◆ Work request 1
Answer these questions from the 2009 job outlook article, one answer per line, marked (a), (b) and (c):
(a) What position does John Crowley hold?
(b) According to NACE, by what percentage has the hiring of interns dropped from last year?
(c) For how long has the writer been talking with recruiters about these trends?
◆ Work request 2
In the 2009 job outlook article, what reason does the writer give for people feeling helpless to stop rising prices for goods and services?
◆ Work request 3
Continue the 2009 job outlook article from its last sentence, giving the observations the writer says are shared below.

Your 2009 Job Outlook: Not All is Lost

If you just graduated,  these words of advice from NSCS’ Senior Director of Strategic Partnerships, John Crowley,  will be helpful.

Ok, I know.  We’ve all heard the same news.  Corporations are failing.  People are out of work with few prospects on the horizon.  Prices for goods and services are increasing, and we feel helpless in our attempts to stop the increases – mainly because they are out of our control.  Things are hard all around, and I’m sure many of you have been directly affected by some of the events of the past year.  It has been drilled into you that you needed to go to college to get a good job.  You’ve worked hard, studied even harder and saved money to earn your degree.  According to the National Association of Colleges and Employers (NACE, March 2009), hiring trends among recent college graduates has dropped 22% from last year, and the number of interns being hired has dropped 21%.  What is a young college graduate supposed to do?

First of all, stop.  Breathe.  Relax.  Be patient.  You’ve done everything right, and the time you’ve spent in school will truly pay you a lifetime of dividends.  When you started on your college path 4 years ago, no one could have possibly foreseen all of the events of the past 18 months. But keep this in mind:  As difficult as the recent past has been for so many people (maybe even your parents), you’re just at the beginning of your professional career, and you’ll survive in the long run.  I’ve been talking with recruiters about some of these trends over the past 8 months, and I’ve shared some of my observations below.

◆ Data under study
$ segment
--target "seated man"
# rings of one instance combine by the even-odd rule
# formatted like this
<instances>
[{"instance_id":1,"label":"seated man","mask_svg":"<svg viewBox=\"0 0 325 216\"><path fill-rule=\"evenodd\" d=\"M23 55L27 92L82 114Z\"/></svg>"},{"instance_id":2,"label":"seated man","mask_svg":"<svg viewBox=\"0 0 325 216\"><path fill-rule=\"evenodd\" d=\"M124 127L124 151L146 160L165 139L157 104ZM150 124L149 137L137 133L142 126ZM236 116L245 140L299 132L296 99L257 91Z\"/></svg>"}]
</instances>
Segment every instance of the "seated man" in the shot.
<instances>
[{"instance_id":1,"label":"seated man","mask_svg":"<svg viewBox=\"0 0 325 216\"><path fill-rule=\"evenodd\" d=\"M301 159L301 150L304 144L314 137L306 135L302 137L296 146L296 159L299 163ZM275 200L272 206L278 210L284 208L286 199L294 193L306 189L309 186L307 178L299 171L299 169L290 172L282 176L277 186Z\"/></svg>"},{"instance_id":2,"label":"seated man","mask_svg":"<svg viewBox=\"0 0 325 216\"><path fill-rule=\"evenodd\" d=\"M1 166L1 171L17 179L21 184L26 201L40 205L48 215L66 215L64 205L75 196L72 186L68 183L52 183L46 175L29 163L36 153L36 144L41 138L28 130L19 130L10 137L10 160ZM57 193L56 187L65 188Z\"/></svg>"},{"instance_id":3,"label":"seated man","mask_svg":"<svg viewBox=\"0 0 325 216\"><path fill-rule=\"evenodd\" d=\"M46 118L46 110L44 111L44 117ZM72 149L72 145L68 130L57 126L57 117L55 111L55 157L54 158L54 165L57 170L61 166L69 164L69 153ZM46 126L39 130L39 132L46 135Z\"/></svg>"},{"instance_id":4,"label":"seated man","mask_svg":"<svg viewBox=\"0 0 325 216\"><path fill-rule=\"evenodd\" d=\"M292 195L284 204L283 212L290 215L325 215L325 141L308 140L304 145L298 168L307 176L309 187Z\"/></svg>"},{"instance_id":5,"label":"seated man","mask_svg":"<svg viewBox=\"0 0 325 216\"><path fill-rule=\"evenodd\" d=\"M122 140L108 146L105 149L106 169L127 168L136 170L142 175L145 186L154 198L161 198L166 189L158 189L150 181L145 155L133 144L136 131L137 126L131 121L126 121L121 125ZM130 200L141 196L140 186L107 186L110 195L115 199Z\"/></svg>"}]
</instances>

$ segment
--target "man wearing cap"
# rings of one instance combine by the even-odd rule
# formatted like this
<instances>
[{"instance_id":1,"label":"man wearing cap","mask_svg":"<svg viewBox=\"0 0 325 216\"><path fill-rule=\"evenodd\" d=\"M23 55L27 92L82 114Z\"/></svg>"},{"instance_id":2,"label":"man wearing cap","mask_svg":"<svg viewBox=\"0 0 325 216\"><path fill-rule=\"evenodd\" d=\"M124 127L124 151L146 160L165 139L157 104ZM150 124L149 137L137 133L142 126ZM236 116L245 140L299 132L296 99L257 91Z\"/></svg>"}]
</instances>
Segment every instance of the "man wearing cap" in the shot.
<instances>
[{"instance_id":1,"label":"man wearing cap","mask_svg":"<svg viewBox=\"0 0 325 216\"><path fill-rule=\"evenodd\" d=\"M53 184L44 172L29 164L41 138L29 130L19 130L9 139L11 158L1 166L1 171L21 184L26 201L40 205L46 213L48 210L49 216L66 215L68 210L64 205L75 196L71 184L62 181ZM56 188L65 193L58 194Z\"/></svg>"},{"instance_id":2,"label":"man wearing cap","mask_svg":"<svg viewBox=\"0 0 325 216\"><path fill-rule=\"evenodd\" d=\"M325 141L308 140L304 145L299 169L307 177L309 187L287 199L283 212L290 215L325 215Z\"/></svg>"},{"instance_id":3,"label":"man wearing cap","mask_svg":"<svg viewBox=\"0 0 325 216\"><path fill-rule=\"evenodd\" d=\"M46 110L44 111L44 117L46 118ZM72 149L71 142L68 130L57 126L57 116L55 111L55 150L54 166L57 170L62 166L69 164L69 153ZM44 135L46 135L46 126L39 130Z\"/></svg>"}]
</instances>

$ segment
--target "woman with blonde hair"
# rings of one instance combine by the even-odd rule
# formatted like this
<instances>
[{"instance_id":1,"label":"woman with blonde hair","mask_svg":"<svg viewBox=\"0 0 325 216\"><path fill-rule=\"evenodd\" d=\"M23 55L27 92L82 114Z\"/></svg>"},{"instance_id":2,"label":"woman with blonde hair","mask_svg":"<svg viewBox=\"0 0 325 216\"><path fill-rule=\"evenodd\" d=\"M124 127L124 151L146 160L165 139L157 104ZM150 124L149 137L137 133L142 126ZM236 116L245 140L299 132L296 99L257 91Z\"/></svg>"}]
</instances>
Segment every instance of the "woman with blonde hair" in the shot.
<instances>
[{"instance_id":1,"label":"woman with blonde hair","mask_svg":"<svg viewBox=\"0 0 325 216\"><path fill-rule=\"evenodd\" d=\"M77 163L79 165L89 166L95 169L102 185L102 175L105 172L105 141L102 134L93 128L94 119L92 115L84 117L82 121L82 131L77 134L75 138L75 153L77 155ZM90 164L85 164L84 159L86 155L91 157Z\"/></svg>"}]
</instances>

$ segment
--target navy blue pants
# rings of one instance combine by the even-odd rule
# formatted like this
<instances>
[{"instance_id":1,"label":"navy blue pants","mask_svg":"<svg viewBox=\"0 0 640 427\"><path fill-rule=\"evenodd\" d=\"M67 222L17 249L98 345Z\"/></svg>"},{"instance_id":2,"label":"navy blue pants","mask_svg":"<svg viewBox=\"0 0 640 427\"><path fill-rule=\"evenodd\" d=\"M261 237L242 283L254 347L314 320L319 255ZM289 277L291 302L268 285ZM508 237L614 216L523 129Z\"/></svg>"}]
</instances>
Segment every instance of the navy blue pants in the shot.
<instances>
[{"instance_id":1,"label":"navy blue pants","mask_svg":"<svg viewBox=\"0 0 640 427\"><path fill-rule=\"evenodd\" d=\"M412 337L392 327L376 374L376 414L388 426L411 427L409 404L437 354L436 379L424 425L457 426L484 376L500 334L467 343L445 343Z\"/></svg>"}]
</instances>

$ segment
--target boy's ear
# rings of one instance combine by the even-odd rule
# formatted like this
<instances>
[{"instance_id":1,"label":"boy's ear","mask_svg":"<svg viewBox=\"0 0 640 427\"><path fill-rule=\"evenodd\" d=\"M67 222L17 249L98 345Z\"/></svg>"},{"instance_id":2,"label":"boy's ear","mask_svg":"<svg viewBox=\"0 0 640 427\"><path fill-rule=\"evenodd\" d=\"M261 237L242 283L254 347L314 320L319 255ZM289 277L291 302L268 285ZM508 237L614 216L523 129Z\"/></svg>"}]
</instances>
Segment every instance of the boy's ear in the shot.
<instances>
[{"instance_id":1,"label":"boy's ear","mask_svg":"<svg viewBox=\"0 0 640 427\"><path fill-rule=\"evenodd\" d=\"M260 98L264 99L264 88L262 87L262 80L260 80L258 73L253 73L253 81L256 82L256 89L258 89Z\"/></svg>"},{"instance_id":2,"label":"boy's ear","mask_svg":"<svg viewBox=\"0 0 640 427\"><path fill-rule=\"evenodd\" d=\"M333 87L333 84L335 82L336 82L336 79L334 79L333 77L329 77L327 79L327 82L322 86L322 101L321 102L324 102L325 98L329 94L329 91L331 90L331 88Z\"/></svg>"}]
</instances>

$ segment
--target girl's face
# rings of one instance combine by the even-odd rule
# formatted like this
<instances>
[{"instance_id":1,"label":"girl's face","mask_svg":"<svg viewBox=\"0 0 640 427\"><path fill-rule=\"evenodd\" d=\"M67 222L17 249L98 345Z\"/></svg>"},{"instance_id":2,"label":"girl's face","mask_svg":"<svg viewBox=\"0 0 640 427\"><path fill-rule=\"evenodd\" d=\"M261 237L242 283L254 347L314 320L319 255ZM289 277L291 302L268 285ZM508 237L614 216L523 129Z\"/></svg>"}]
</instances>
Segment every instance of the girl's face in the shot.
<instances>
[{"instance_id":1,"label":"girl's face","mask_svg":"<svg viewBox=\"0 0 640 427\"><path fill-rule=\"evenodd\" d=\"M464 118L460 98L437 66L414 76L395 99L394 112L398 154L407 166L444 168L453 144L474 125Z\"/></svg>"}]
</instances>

--

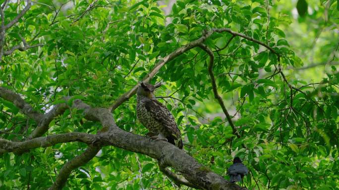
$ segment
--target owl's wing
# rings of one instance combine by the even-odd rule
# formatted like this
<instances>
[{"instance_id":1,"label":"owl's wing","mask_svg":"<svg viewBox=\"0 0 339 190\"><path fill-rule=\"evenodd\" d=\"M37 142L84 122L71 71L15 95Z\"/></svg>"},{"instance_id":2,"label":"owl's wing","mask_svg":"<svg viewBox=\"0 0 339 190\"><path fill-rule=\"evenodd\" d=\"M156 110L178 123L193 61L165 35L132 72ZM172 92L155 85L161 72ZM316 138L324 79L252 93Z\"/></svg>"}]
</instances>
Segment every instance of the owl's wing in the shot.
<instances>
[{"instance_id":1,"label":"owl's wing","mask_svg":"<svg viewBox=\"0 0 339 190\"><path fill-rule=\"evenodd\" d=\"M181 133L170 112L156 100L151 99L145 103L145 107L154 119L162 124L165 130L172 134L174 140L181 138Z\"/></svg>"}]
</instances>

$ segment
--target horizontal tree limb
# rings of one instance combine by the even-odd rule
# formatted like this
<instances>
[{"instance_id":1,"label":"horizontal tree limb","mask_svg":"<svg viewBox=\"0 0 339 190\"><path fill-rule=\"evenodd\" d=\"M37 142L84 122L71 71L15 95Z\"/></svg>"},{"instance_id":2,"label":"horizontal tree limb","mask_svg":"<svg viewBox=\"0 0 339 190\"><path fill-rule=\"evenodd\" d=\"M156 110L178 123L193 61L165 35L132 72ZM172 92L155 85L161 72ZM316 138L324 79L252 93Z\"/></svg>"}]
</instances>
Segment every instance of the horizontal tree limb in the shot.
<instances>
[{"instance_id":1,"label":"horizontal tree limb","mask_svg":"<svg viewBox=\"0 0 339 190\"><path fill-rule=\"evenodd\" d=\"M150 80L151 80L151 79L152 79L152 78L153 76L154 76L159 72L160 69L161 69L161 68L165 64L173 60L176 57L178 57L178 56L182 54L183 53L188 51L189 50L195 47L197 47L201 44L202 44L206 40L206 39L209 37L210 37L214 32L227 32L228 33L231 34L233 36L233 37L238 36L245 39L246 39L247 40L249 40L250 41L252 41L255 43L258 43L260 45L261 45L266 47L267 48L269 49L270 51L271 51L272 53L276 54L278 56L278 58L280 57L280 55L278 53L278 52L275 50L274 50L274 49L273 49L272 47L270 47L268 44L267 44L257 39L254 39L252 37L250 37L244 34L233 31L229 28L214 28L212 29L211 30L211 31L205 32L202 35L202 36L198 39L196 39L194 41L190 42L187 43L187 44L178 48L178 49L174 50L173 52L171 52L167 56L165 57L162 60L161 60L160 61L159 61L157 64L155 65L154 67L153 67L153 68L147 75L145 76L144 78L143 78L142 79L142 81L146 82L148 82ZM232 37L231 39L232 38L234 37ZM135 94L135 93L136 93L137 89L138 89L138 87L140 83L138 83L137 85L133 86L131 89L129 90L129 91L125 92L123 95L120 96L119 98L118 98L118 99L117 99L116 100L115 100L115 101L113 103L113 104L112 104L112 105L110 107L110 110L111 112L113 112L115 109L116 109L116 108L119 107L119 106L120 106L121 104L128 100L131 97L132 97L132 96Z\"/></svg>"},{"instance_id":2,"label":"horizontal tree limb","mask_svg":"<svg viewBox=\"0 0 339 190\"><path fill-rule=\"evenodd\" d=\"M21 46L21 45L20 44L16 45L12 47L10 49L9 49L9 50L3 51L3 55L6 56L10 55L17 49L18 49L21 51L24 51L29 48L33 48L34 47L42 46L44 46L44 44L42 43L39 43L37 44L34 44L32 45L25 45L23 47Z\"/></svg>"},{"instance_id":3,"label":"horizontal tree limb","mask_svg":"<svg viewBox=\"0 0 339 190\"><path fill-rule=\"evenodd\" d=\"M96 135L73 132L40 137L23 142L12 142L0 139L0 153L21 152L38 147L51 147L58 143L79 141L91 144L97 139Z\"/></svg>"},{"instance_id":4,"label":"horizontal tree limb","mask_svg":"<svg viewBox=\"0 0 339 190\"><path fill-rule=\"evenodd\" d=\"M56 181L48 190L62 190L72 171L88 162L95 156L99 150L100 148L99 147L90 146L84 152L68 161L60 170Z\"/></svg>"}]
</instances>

◆ Result 1
(a) Senior Director of Strategic Partnerships at NSCS
(b) 21%
(c) Over the past 8 months

◆ Result 2
People feel helpless mainly because the price increases are out of their control.

◆ Result 3
Believe it or not, there are places that are still hiring!  From some of my conversations with recruiters, I’ve learned that there are job opportunities within certain industries – i.e., energy companies, health care, some federal contractors and the federal government.  According to the NACE 2009 Job Outlook Survey, certain majors are still in large demand.  Among them are accounting, engineering (mechanical, electrical and computer), computer science, business and economics/finance.  If you happened to have studied one of these disciplines, you have a good chance of still finding an opportunity right now.  Even if you didn’t study one of the still in-demand majors, you can still find some meaningful opportunities out there.  How, you might ask, will I find those opportunities?  Keep reading!

You may have to be more creative in your job search, and you’ll want to consider different industries that need your skills.  For example, you may be an accounting major and had your heart set working for a Big 4 firm.  If you haven’t received an employment offer from where you expected to receive one, then look elsewhere.  The last time I checked, every organization, regardless of size, industry or type, has an accounting department.  If the job on Wall Street isn’t there, then look at Main Street.  There are even specialized temporary agencies for people with certain skills.  The more creative you can be, the broader you can make your search.  Sometimes, you’ll be able to perform more hands-on work with smaller companies, which will help you grow your skills level.

If you know you want to develop a professional career within a particular industry, look for ways to build that experience outside of employment.  Consider working as a volunteer or as a non-paid intern if you can’t find a paying opportunity.  Most organizations still have work that needs to get done, even if they can’t afford to pay you.  You will learn pertinent industry information through non-paid work.  Additionally, you may want to consider attending conferences/meetings within the industry’s professional associations.  Not only are they a great way to add to your knowledge base, they can serve as invaluable networking events, and most organizations offer student discounts on dues payments.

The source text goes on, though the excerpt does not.